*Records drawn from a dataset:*
════════════════════

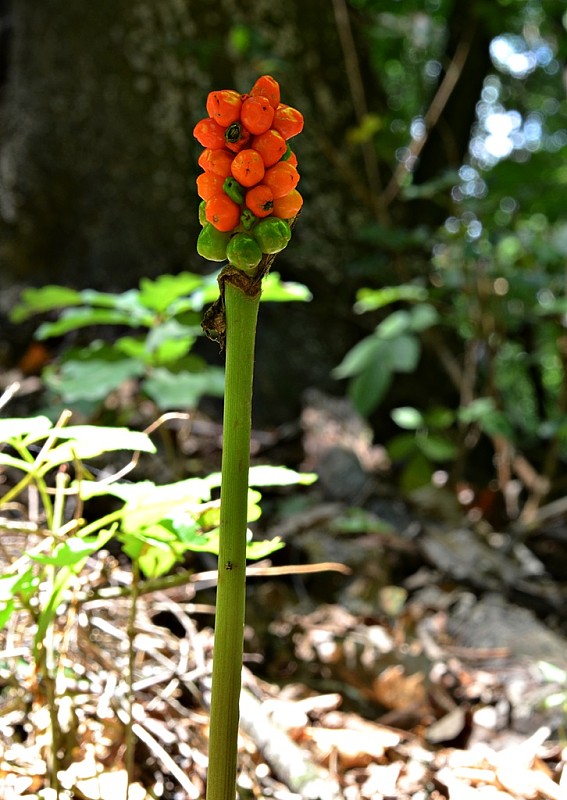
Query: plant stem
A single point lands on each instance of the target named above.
(241, 312)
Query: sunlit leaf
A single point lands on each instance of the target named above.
(407, 417)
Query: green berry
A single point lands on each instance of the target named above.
(247, 219)
(202, 216)
(243, 252)
(272, 234)
(212, 244)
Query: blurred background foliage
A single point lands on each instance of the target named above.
(433, 236)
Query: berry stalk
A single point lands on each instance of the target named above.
(241, 312)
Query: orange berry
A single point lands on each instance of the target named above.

════════════════════

Keep every word of the records and none of the pictures when you print them again.

Query: plant stem
A single point lands on each instance of the target named above.
(241, 312)
Query: sunlit leaf
A single point lands on each instance of the target named above.
(407, 417)
Query: green berry
A single point lands on each instance of the target named above.
(247, 219)
(202, 216)
(243, 252)
(272, 234)
(212, 244)
Query: blurred background foliage
A single point lands on each instance of the target named above.
(433, 236)
Query: berry stalk
A single point lands on each instance of the target named above.
(241, 312)
Query: orange berry
A single point lands on each instance of the target named above.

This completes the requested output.